DATA TO EXAMINE below:

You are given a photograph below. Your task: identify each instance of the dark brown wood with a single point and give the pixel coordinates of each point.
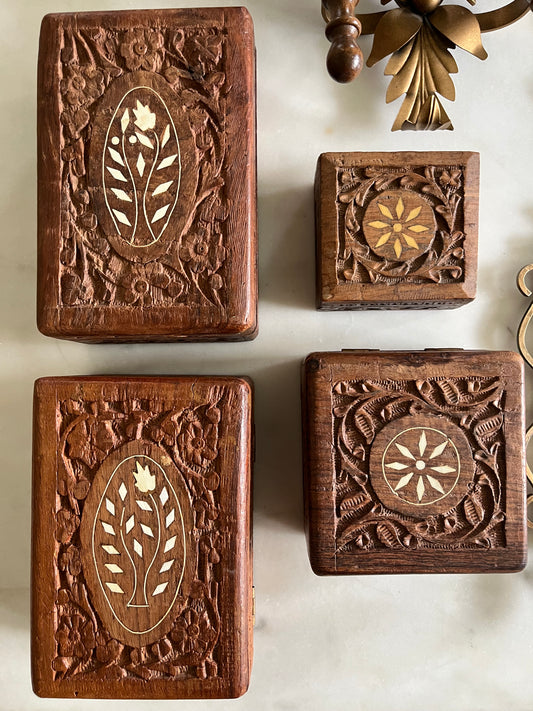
(141, 537)
(396, 230)
(147, 176)
(414, 462)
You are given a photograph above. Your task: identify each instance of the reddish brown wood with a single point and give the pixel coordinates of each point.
(141, 537)
(396, 230)
(146, 172)
(414, 462)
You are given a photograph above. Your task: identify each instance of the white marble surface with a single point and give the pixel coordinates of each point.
(400, 643)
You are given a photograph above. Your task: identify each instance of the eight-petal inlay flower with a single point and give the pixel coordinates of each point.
(399, 225)
(421, 470)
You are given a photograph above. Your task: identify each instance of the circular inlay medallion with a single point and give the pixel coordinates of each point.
(399, 225)
(421, 465)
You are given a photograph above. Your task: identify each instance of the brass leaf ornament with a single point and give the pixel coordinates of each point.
(417, 36)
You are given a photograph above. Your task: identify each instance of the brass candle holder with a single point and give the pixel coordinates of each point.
(418, 36)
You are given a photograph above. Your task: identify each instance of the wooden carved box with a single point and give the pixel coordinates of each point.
(146, 176)
(396, 230)
(141, 537)
(414, 462)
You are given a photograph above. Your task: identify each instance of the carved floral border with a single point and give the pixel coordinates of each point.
(442, 187)
(362, 408)
(89, 432)
(191, 61)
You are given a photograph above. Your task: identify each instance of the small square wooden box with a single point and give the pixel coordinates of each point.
(396, 230)
(147, 176)
(414, 462)
(141, 537)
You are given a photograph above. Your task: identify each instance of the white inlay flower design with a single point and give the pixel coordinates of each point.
(141, 167)
(421, 465)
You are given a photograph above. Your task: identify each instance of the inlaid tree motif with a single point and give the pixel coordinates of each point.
(142, 167)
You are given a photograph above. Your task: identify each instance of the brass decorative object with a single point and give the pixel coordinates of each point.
(528, 357)
(418, 35)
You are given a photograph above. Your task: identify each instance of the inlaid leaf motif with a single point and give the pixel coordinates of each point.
(139, 545)
(142, 167)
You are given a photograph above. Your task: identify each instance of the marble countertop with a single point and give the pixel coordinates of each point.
(380, 643)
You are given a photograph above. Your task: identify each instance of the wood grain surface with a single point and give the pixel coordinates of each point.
(147, 176)
(414, 462)
(396, 230)
(141, 537)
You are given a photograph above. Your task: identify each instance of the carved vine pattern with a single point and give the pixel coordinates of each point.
(442, 187)
(192, 63)
(89, 432)
(362, 408)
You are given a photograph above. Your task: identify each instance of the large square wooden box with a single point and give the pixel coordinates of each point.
(141, 537)
(414, 462)
(147, 176)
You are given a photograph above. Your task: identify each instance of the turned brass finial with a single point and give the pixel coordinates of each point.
(345, 59)
(417, 36)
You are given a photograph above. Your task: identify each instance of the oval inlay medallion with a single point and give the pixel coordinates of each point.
(421, 465)
(142, 166)
(399, 225)
(137, 549)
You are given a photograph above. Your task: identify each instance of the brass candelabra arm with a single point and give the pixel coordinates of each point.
(417, 35)
(526, 355)
(345, 59)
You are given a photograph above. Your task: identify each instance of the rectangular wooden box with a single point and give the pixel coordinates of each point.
(396, 230)
(414, 462)
(141, 537)
(147, 176)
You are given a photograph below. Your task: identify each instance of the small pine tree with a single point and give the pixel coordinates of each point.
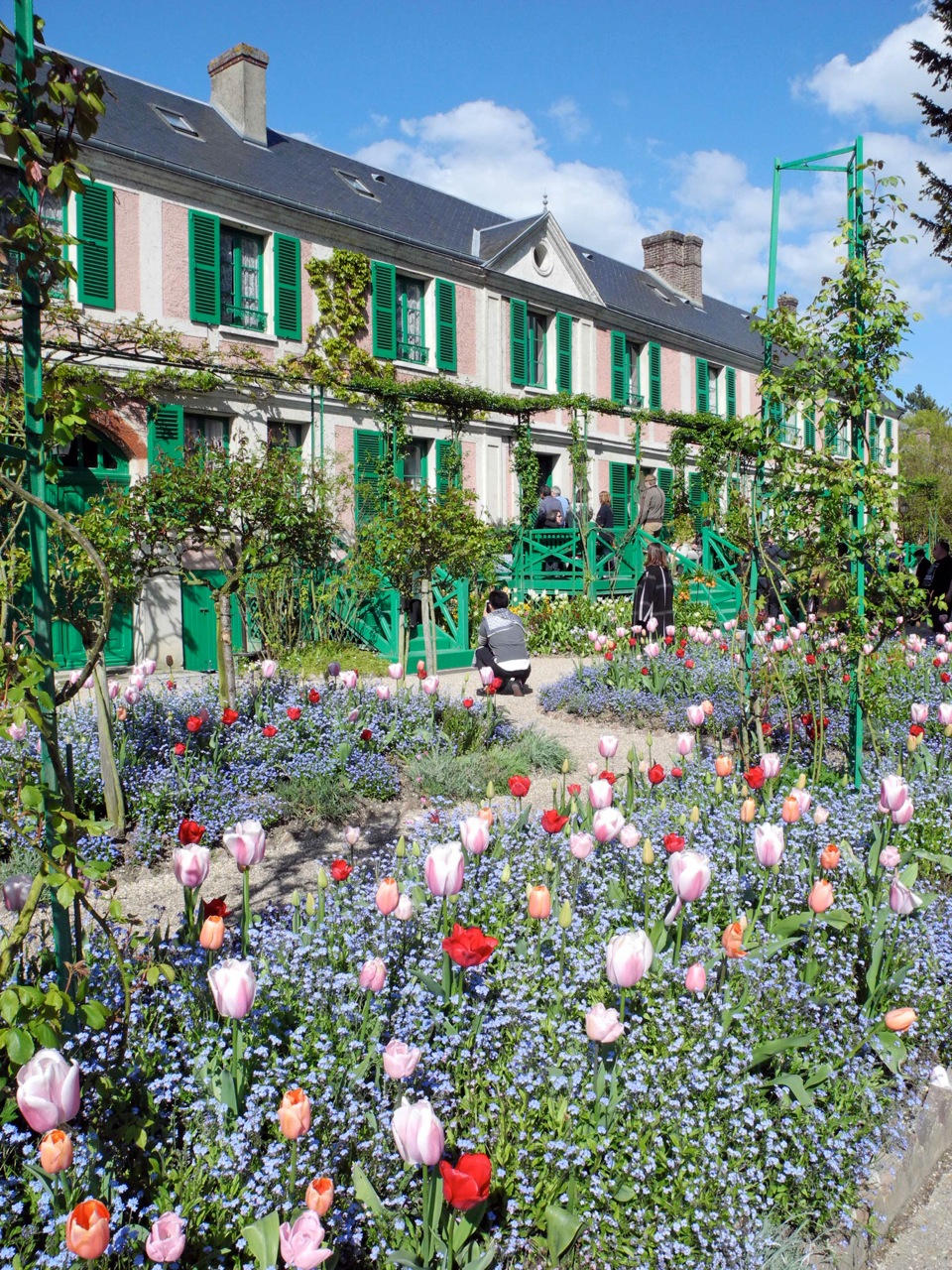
(938, 64)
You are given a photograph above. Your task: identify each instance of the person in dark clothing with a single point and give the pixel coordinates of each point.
(654, 595)
(502, 644)
(938, 587)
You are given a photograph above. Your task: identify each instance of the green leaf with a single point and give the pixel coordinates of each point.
(561, 1229)
(263, 1238)
(365, 1192)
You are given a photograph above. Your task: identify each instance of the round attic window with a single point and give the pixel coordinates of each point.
(542, 258)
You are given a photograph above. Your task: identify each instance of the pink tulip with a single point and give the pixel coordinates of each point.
(696, 978)
(49, 1089)
(388, 896)
(769, 844)
(581, 844)
(603, 1025)
(629, 957)
(601, 794)
(234, 987)
(405, 908)
(373, 975)
(190, 865)
(400, 1061)
(820, 897)
(474, 833)
(771, 765)
(444, 870)
(246, 843)
(167, 1239)
(607, 825)
(301, 1242)
(689, 874)
(902, 901)
(417, 1133)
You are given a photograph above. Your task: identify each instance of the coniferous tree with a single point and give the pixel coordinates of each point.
(938, 64)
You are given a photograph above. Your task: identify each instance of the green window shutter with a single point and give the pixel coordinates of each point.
(654, 376)
(731, 391)
(445, 325)
(167, 434)
(620, 492)
(563, 353)
(204, 273)
(444, 467)
(384, 284)
(518, 322)
(368, 463)
(665, 483)
(619, 367)
(702, 377)
(95, 264)
(287, 287)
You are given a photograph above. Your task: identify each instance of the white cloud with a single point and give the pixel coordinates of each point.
(572, 123)
(883, 82)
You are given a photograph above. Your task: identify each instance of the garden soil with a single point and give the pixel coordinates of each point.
(295, 851)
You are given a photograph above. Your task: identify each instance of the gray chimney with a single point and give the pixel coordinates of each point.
(675, 258)
(238, 90)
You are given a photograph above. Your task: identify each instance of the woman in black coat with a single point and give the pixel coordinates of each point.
(654, 595)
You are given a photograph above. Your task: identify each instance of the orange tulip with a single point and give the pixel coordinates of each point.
(212, 934)
(820, 897)
(539, 903)
(829, 856)
(320, 1196)
(87, 1229)
(55, 1151)
(733, 940)
(295, 1114)
(900, 1020)
(789, 812)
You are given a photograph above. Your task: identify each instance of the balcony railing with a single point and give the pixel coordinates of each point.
(408, 350)
(252, 318)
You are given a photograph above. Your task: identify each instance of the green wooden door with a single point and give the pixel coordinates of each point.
(90, 463)
(199, 630)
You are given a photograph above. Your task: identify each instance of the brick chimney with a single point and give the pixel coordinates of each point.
(238, 90)
(675, 258)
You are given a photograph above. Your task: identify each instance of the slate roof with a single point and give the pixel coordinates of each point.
(307, 176)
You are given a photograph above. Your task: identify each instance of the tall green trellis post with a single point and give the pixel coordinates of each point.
(36, 476)
(851, 163)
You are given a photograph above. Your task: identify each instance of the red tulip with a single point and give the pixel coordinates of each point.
(552, 822)
(466, 1185)
(190, 832)
(468, 947)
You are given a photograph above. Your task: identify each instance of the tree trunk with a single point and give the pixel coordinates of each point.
(227, 685)
(112, 785)
(429, 633)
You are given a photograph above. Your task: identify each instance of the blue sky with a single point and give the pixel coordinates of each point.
(631, 116)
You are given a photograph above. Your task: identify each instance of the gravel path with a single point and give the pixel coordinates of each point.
(295, 851)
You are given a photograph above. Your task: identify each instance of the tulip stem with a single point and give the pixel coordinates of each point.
(245, 912)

End of DATA TO EXAMINE.

PROBLEM REQUIREMENTS:
The complete material, set down exactly and stripped of pictures, is the expected response.

EXERCISE ANSWER:
You are given a photograph below. Your task: identify each instance of the dark brown wood with a single point and give the pixel coordinates of each point.
(141, 537)
(396, 230)
(147, 176)
(414, 462)
You are given a photograph above. Your task: identify each instance of the reddish brown wood with a single point and give the pixel coordinates of each point.
(141, 537)
(396, 230)
(146, 172)
(414, 462)
You are given a photograph above. Your task: identify each instance of the white marble surface with a single point and give the pixel coordinates of each point.
(400, 643)
You are given a photograph above. Your task: identify each instance of the eight-petal inlay flower with a single point and give the pixel coordinates of each point.
(399, 225)
(421, 470)
You are given a photograph above. Your task: identify each instance of the circular inlay medallion with a single point and give the pixel coordinates of each point.
(399, 225)
(421, 465)
You are given a photograph above. Your task: identify each instance of the brass leaf ornament with a single point and give the pixel coordinates of each point.
(417, 36)
You are given a photograph above. Your task: identify each instance of the brass candle holder with a single point and give the pixel coordinates of each point.
(418, 36)
You are given a photograph above. Your task: identify each instance of the wooden carved box with a single point and give the pixel coordinates of each point.
(146, 176)
(396, 230)
(141, 537)
(414, 462)
You are given a photograph above. Your task: identify each instance of the carved floral border with a single point and give the pixel coordinates of each point.
(442, 187)
(362, 408)
(89, 432)
(191, 61)
You are given a photograph above. Your task: identify each instance of the small square wooden box with a single point and give the pixel coordinates of each point.
(396, 230)
(147, 176)
(414, 462)
(141, 537)
You are given a photograph above. Your task: identify each instance of the white inlay flower design with a single point and give the pixel coordinates of each point.
(141, 167)
(421, 465)
You are given a photograph above. Your task: identify each instance of the inlaid tree motif with a single point and give the pixel coordinates of each point.
(142, 167)
You are given a photograph above. Your task: identify each instance of the brass decorative object with a single point and give the pixel coordinates of each point.
(528, 357)
(418, 35)
You are given a photograph above. Your task: identify each instance of the inlaid leaf motif with a single point and give the pixel coordinates of each point.
(139, 545)
(142, 167)
You are given a photograph above. Your task: identify each instance of the marble countertop with a single point and give the pixel coordinates of each point.
(380, 643)
You are given a photograph above. Your task: identify each instance of the wood grain surface with a single point and give the pixel coordinates of each point.
(147, 176)
(414, 462)
(396, 230)
(141, 537)
You are given a photograph above. Your task: identify each instance of the carved vine pattern with a single point and give the pixel coordinates of each point.
(442, 187)
(192, 63)
(89, 432)
(362, 408)
You are given a photograph above. Your task: identify each instance of the large square wooden box with a single point and give the pixel coordinates of each point.
(141, 537)
(414, 462)
(147, 176)
You are given a photograph above. Your task: identify each instance of the turned brass finial with a single point and give the pixel coordinates of each point.
(345, 59)
(417, 36)
You are given a photograph above. Your task: identify each instance of the oval inlay medallion with a single point and give the pixel coordinates of each point.
(421, 465)
(142, 166)
(399, 225)
(137, 549)
You are given a photograph above. Your task: identify each instance of the brass candelabra arm with a single point and give the pixel coordinates of each point.
(417, 35)
(526, 355)
(345, 59)
You are given a photograph above. Your task: identify each instance of the rectangular wooden box with a single point and give the pixel coordinates of each point.
(396, 230)
(414, 462)
(141, 537)
(147, 176)
You are given a photograph below. Your task: identify each instance of the small pine tree with a single point and give the pixel coordinates of each point.
(938, 64)
You are given a photograph above. Your task: identify each instance of the person in dark clothing with a single point and give the pixel coordinates of each point.
(654, 595)
(502, 644)
(938, 587)
You are given a photograph above. Your task: identify each instance of the green leaf with a single point and give the pixel coordinates of each point.
(561, 1229)
(263, 1238)
(365, 1192)
You are given a photograph above. Your task: identify each instance of the round attic window with a single point and give the pixel coordinates of each point.
(542, 258)
You are given a photograph above. Your task: identify each instance of the pink tulip with a single point and give the pixel coordinates of each point.
(696, 978)
(49, 1089)
(388, 896)
(769, 844)
(581, 844)
(603, 1025)
(629, 957)
(601, 794)
(234, 987)
(405, 908)
(373, 975)
(190, 865)
(400, 1061)
(820, 897)
(474, 833)
(771, 765)
(444, 870)
(246, 843)
(167, 1239)
(607, 825)
(301, 1242)
(689, 874)
(902, 901)
(417, 1133)
You are given a photograph above. Your task: identify each instance of the coniferous tree with a single point and give the pixel coordinates of each point.
(938, 64)
You are given a photograph above. Your task: identify each instance of the green window shutter with a single point and give the pixel coordinates of each point.
(654, 376)
(731, 391)
(445, 325)
(167, 434)
(620, 492)
(563, 353)
(204, 273)
(444, 467)
(384, 284)
(518, 322)
(368, 463)
(665, 483)
(619, 367)
(702, 377)
(95, 264)
(287, 287)
You are given a photograph above. Your task: identify each instance of the white cloud with a single point and give the pixel coordinates of each point.
(572, 123)
(883, 82)
You are given a photograph above. Your task: identify each instance of the garden soil with a single point and give the pixel coordinates of each point.
(295, 851)
You are given a photograph above. Your task: identify each instance of the gray chimney with a single point and give the pixel coordinates of each point.
(675, 258)
(238, 90)
You are given a photograph above. Your task: identify each instance of the woman in black coat with a single point and give the pixel coordinates of each point.
(654, 595)
You are given a photograph above. Your task: identify each instance of the orange tulip with a single point and give the pixel coordinates of each point.
(212, 934)
(820, 897)
(539, 903)
(829, 856)
(320, 1196)
(87, 1229)
(55, 1151)
(733, 940)
(295, 1114)
(900, 1020)
(789, 812)
You are given a photograph above. Your task: identify each instance of the balcony railing with a single point and give the pixel coordinates of each point.
(408, 350)
(252, 318)
You are given a photograph above. Your task: identify each instance of the green wooden door with a single point and give the pixel coordinates of each point.
(90, 463)
(199, 630)
You are given a photograph above. Your task: identify each instance of the brick chimney with a single point and give the pixel coordinates of each point.
(238, 90)
(675, 258)
You are given a photograph above. Your task: identify each instance of the slate roof with a single point and give the pixel coordinates of each point.
(307, 176)
You are given a photograph above. Your task: identify each instance of the tall green trellis post with a single point and give the pixel coordinates of each point.
(36, 476)
(851, 163)
You are given a photograph above. Your task: identify each instance of the red tulip with a single point and give the pixel coordinates of each point.
(552, 822)
(466, 1185)
(190, 832)
(468, 947)
You are given a photograph above. Your task: identify each instance of the tree trunk with a single point and give the pixel coordinates of each point.
(227, 685)
(112, 785)
(429, 633)
You are given a photograph above. Your task: identify each instance of the blue sky with a single point and give the pixel coordinates of each point.
(631, 116)
You are given a photograph above. Your task: identify each instance of the gravel path with a single point and give the pixel coordinates of each point.
(295, 851)
You are given a photograph above. Your task: identify each instance of the tulip stem with a single point and give the pixel coordinates of each point.
(245, 912)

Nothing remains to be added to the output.